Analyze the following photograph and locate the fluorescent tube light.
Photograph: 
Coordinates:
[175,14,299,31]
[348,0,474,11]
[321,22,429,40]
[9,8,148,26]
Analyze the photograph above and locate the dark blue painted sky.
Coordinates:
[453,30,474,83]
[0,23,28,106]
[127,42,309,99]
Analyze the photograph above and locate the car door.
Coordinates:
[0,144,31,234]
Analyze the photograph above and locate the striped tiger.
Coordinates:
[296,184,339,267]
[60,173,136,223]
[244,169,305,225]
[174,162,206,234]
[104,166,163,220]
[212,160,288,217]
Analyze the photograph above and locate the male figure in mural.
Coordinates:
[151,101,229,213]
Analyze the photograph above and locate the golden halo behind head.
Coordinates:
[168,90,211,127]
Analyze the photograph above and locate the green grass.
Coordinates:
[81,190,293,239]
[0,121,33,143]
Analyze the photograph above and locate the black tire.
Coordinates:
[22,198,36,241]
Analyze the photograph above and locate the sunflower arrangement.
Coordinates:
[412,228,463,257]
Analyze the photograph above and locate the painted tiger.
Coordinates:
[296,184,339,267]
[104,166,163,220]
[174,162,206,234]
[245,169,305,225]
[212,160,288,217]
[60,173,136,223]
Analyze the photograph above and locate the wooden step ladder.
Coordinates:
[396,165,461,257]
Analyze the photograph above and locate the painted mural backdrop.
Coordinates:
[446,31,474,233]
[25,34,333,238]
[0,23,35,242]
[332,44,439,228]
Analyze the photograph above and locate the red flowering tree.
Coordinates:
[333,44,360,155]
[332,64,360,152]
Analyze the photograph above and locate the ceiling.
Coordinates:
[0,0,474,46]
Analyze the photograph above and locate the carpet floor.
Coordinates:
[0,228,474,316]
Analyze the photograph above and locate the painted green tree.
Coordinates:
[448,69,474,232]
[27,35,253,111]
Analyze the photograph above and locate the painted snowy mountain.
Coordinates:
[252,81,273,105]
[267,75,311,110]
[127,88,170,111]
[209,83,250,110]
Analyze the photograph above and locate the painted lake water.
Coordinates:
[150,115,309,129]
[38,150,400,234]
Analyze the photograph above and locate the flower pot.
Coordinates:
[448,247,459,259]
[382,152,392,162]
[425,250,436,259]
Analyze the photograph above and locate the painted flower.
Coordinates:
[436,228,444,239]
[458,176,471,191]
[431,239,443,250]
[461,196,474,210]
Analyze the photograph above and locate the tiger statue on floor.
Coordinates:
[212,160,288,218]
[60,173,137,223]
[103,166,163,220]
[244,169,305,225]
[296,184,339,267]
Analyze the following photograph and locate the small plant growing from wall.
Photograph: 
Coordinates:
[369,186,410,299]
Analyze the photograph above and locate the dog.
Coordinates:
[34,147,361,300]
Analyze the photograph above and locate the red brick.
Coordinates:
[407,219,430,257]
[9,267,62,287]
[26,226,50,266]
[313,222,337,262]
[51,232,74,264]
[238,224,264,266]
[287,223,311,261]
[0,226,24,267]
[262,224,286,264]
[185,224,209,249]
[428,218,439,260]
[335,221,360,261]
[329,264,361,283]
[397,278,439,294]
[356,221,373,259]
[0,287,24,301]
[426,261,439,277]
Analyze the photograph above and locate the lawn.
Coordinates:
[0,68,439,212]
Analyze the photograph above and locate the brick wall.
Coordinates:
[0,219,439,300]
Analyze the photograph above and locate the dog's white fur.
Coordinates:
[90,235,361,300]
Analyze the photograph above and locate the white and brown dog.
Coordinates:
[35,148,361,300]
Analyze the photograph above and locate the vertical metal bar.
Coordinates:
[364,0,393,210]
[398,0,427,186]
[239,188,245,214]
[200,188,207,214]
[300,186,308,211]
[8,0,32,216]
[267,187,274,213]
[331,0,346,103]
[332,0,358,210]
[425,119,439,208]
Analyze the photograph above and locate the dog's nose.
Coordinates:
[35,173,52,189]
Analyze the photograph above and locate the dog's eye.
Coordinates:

--------------------------------------------------

Can you write out the records again, starting with the line with "Analyze the following photograph and locate the small" and going on through the end of the records, with "lawn" swapped for "grass field" and nothing else changed?

_Task answer_
Analyze the following photograph and locate the small plant growing from wall.
Photograph: 
Coordinates:
[369,186,410,299]
Analyze the photograph above and locate the dog.
Coordinates:
[34,147,361,300]
Analyze the photograph above and locate the red brick.
Coordinates:
[407,219,430,257]
[9,267,62,287]
[26,226,50,266]
[313,222,337,262]
[51,232,74,264]
[238,224,264,266]
[287,223,311,261]
[0,226,24,267]
[262,224,286,264]
[185,224,209,249]
[428,218,439,260]
[335,221,360,261]
[329,264,361,283]
[397,278,439,294]
[356,221,373,259]
[0,287,24,301]
[426,261,439,277]
Analyze the photograph above and locate the grass field.
Coordinates:
[0,68,439,212]
Analyze the photograph above and locate the brick wall.
Coordinates:
[0,219,439,300]
Analyze the photograph above and locate the dog's white fur.
Coordinates:
[90,235,361,300]
Analyze the photograph above and locate the white and brown dog.
Coordinates:
[35,148,361,300]
Analyze the photograph above and locate the vertical metal bar.
Coordinates:
[364,0,393,210]
[398,0,427,186]
[239,188,245,214]
[200,188,207,214]
[300,186,308,211]
[8,0,32,216]
[267,187,274,213]
[331,0,346,103]
[332,0,358,210]
[425,119,439,208]
Analyze the photograph above and locate the dog's nose.
Coordinates:
[35,173,52,189]
Analyze the photograph above and locate the dog's eye.
Coordinates:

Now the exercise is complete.